#### SOURCE INFORMATION
━━━━━━━━

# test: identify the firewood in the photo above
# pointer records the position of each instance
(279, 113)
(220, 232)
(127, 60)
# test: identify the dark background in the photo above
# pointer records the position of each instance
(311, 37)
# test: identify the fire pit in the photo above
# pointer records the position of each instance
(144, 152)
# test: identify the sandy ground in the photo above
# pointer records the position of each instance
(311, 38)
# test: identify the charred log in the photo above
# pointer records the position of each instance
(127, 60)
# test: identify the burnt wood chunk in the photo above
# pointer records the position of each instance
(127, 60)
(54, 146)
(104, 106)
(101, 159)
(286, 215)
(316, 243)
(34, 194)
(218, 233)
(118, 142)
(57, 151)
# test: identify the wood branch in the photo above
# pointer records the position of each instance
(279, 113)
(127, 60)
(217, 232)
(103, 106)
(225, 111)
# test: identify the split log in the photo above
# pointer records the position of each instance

━━━━━━━━

Copy every line of the listing that includes the string "above".

# test: identify the firewood in the photo above
# test: identify the dark background in the photo above
# test: identify the fire pit in the photo above
# test: identify the sandy ground in the photo above
# test: identify the charred log in the photo above
# test: identify the burnt wood chunk in the photo above
# test: identify the wood branch in the photo above
# test: identify the split log in the photo above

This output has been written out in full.